GIVEN INSTRUCTION:
Please render the lines below as a numbered list, leaving out any blank lines.

RECORDS SHOWN:
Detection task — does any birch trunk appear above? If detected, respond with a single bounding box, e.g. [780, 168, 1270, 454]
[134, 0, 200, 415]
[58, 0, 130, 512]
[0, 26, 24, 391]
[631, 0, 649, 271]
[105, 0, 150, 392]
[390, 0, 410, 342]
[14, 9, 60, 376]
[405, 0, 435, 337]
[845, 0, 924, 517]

WRITTEN RESPONSE:
1. Detection task — does any birch trunk appear above? If detected, respond with a single bounding box, e.g. [780, 168, 1270, 454]
2. [134, 0, 200, 415]
3. [58, 0, 130, 512]
4. [0, 26, 24, 391]
5. [631, 0, 649, 271]
6. [105, 0, 150, 392]
7. [390, 0, 410, 342]
8. [14, 9, 60, 376]
9. [405, 0, 435, 337]
10. [845, 0, 924, 517]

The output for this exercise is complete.